YOUR TASK:
Exactly reproduce all the records, keeping pictures out of the copy.
###
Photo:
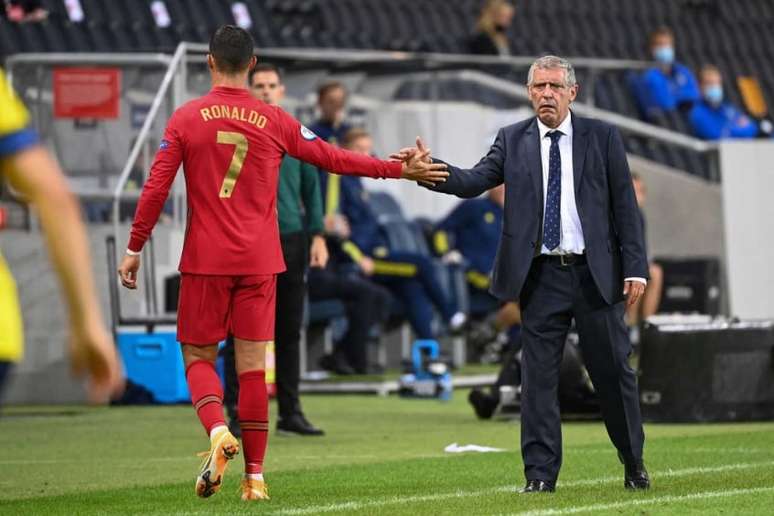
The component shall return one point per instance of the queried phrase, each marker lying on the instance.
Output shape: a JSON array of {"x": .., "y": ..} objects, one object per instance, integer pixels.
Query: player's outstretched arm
[
  {"x": 36, "y": 176},
  {"x": 303, "y": 144},
  {"x": 466, "y": 183}
]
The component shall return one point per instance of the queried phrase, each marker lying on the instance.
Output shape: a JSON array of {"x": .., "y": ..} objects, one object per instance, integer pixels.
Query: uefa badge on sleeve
[{"x": 307, "y": 133}]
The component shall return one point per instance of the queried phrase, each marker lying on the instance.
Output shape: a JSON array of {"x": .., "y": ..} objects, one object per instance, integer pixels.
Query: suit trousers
[
  {"x": 552, "y": 296},
  {"x": 291, "y": 289}
]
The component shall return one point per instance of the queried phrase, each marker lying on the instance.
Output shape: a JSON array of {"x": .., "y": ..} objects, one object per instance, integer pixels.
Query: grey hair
[{"x": 552, "y": 63}]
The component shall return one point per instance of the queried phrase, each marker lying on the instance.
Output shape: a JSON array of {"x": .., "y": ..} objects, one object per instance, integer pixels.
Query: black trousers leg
[
  {"x": 606, "y": 347},
  {"x": 291, "y": 288},
  {"x": 546, "y": 303}
]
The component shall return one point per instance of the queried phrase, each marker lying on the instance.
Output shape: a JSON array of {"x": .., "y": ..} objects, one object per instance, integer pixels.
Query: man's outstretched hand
[{"x": 418, "y": 166}]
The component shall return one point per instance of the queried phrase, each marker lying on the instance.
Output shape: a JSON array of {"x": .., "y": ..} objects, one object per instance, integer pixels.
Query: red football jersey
[{"x": 231, "y": 145}]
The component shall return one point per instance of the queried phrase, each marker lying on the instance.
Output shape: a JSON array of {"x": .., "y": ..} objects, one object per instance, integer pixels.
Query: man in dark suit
[{"x": 571, "y": 248}]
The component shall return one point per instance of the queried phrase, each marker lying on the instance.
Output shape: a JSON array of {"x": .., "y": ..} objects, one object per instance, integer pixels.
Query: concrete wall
[
  {"x": 748, "y": 183},
  {"x": 43, "y": 375}
]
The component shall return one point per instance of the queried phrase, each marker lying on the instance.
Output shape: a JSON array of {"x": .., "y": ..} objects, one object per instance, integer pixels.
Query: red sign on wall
[{"x": 86, "y": 92}]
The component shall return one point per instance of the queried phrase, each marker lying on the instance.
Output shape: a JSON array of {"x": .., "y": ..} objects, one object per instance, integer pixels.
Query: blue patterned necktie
[{"x": 552, "y": 219}]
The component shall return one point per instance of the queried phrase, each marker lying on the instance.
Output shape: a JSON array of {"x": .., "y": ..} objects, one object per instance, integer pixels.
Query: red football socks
[
  {"x": 253, "y": 406},
  {"x": 206, "y": 393}
]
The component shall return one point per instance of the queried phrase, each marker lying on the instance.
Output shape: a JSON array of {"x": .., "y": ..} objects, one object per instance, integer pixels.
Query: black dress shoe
[
  {"x": 635, "y": 474},
  {"x": 298, "y": 425},
  {"x": 483, "y": 404},
  {"x": 538, "y": 486}
]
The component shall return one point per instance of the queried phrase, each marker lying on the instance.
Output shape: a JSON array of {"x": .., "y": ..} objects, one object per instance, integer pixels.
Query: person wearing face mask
[
  {"x": 493, "y": 24},
  {"x": 669, "y": 85},
  {"x": 713, "y": 118}
]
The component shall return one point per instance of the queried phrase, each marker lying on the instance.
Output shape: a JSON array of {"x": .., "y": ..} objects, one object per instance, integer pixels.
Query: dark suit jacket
[{"x": 607, "y": 208}]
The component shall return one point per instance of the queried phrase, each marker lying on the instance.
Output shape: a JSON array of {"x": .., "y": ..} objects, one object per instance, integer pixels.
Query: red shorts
[{"x": 211, "y": 307}]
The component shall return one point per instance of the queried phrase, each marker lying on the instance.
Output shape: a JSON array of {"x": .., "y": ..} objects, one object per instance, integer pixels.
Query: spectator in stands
[
  {"x": 491, "y": 29},
  {"x": 331, "y": 101},
  {"x": 409, "y": 276},
  {"x": 299, "y": 209},
  {"x": 647, "y": 305},
  {"x": 669, "y": 85},
  {"x": 21, "y": 11},
  {"x": 714, "y": 119}
]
###
ANSWER TO THE EXERCISE:
Photo:
The component shall return one point per instance of the queried phrase, each marker lying on the instance.
Output shape: a JSON array of {"x": .., "y": ..} objects, one object per instance, integer pixels.
Query: player's outstretched arm
[
  {"x": 36, "y": 176},
  {"x": 303, "y": 144},
  {"x": 466, "y": 183}
]
The component shall return one point per instance of the queried phrase, each marker lying on the instance.
Output shape: a JSON array of {"x": .., "y": ..} objects, one object per instance, integer pixels.
Query: uefa badge on sleeve
[{"x": 307, "y": 133}]
The component shall return one point per instance of the queried phrase, each marker lying on the instance.
Output shape: a JSON array of {"x": .., "y": ..} objects, one object per instance, integer pixels.
Query: suit trousers
[
  {"x": 552, "y": 296},
  {"x": 291, "y": 289}
]
The component shall return one point per instance of the queried phrase, each marker lying on the instance.
Output shape: a JSON array of {"x": .., "y": ..} objects, one object per instance, integer pixels.
Query: grey hair
[{"x": 552, "y": 63}]
The component shall return one point per instance of the queried phrase, each marker lying on the instance.
Output shape: a JSON array of {"x": .., "y": ..} objects, one object per instance, integer pixels.
Query: black trousers leg
[
  {"x": 606, "y": 347},
  {"x": 291, "y": 288},
  {"x": 546, "y": 303}
]
The component shall return one point per instance of the queried phrase, each marker lying on the instance.
Output shape: a JSON array of {"x": .., "y": ..} objects, one object per instance, integer pixels.
Query: man's outstretched hand
[{"x": 418, "y": 166}]
The component shall return one point per instance of the queried phrase, each marker lying on the instance.
Output shape: a JSON array of {"x": .., "y": ..} objects, one object per instance, integer pixels.
Query: red football jersey
[{"x": 231, "y": 145}]
The component shall return one point per instance of the queried phrase, each marker lying on the instance.
Output shape: a JSON array of {"x": .., "y": ..} objects, one object per instance, integer pixels.
Query: man in dark suit
[{"x": 571, "y": 248}]
The component shall return one point per instance of the queried phrase, each marker lying on the instance.
Output shape: a JSON array of {"x": .., "y": ..} objects, one object per instance, integer pixels.
Query: concrete wall
[
  {"x": 748, "y": 183},
  {"x": 43, "y": 375}
]
The component shall return one point per instance of the queried phrase, each marker lying on the instance.
Output shape: a JSON array of {"x": .., "y": ..} objects, one object per instance, integer pixels.
Query: red sign on wall
[{"x": 86, "y": 92}]
The component shall return one point per instance of the queried phrase, each marker lying on the instance.
Output shape: a JSON array of {"x": .., "y": ..} objects, one object per instance, integer pixels.
Query: blue patterned necktie
[{"x": 552, "y": 219}]
The component shall return one point per instance of the queried phrase, each marker lying on the instance.
Output shape: a JSON array of {"x": .., "y": ..} objects, one object per instance, integer pixels.
Query: red football socks
[
  {"x": 253, "y": 406},
  {"x": 206, "y": 393}
]
The component shall return one point per instance of the queried phrase, each marker lying on the instance.
Output shape: a JSON array of {"x": .., "y": ..} objects, one object per instance, integer pixels.
Query: black dress shoe
[
  {"x": 635, "y": 474},
  {"x": 298, "y": 425},
  {"x": 483, "y": 404},
  {"x": 538, "y": 486}
]
The component shall return one point per instance of the queried phrase, each marker lying on the instance.
Output shape: a JSON array of {"x": .., "y": ..} objects, one object per instance, integer pixels.
Query: person wearing face mask
[
  {"x": 493, "y": 24},
  {"x": 669, "y": 85},
  {"x": 713, "y": 118}
]
The component shall return one point per instance of the queried phrase, each marker lying on the instance.
Output shape: a JSON array of {"x": .., "y": ..} objects, one object per instance, integer pixels.
Query: dark suit jacket
[{"x": 607, "y": 208}]
The component shall return one point per instance of the queried phrase, each marker lying on the instance.
Output shape: a JSON array of {"x": .., "y": ..} objects, one object per instance, integer pixels.
Query: red shorts
[{"x": 211, "y": 307}]
The component shall return one point per instance of the queried phrase, each marker lying on the instance.
Output shape: a JSON array of {"x": .., "y": ..} objects, one object per instance, integer pixels.
Query: spectator in stands
[
  {"x": 491, "y": 29},
  {"x": 331, "y": 101},
  {"x": 409, "y": 276},
  {"x": 299, "y": 209},
  {"x": 647, "y": 305},
  {"x": 669, "y": 85},
  {"x": 21, "y": 11},
  {"x": 714, "y": 119}
]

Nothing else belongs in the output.